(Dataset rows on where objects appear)
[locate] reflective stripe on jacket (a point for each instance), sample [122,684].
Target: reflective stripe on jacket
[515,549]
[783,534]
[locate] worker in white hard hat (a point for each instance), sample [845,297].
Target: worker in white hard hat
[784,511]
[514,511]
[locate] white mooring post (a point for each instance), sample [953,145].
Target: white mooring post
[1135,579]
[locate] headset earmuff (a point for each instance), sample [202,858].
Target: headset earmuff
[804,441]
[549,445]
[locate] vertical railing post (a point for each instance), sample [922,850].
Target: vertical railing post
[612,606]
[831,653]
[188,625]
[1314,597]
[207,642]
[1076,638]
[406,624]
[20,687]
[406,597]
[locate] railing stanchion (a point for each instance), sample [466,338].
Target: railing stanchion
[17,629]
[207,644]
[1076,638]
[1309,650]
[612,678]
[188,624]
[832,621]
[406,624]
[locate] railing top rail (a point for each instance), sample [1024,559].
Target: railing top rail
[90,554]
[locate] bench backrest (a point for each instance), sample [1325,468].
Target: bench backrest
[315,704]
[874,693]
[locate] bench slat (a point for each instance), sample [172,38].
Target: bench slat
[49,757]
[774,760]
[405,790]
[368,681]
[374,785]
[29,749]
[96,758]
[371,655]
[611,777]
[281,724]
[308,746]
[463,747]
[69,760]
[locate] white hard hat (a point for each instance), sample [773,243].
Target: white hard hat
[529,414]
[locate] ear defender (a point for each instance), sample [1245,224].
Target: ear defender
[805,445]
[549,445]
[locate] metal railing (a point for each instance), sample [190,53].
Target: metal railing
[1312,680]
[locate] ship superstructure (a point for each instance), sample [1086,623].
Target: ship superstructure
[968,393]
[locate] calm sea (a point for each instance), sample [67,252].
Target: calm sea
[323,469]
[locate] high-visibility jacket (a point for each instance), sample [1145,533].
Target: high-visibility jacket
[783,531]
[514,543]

▶ TASK BRIEF
Repeat only the stretch of lines starting at the one containing "[locate] railing top" and running to the final line of the entries above.

▶ OUTPUT FOR THIS EXERCISE
[locate] railing top rail (a point for each instance), sample [1024,559].
Target: railing top rail
[90,554]
[locate] bench backrest (a point for each instance), sample [1325,468].
Target: bench backrest
[315,704]
[874,693]
[locate] bench slat (a point for each instance), sample [172,38].
Target: bench slat
[49,757]
[774,760]
[405,790]
[368,681]
[374,785]
[29,749]
[96,758]
[371,655]
[611,777]
[281,724]
[308,746]
[463,747]
[69,760]
[locate] white hard hat (a point for each instance), sample [773,243].
Target: white hard hat
[529,414]
[locate] ear defender (a point for each instance), sample [1245,224].
Target: ear defender
[805,445]
[549,445]
[locate] metal railing (a point for each instance), sample [190,53].
Target: metal railing
[1312,680]
[locate] ship superstructure (a point for each instance), sample [1086,623].
Target: ship superstructure
[968,393]
[locate] calm sea (a point for each instance), sample [67,252].
Target: calm sea
[323,469]
[locate] high-visibility jacket (a point for each instance), sample [1145,533].
Target: high-visibility jacket
[783,531]
[514,543]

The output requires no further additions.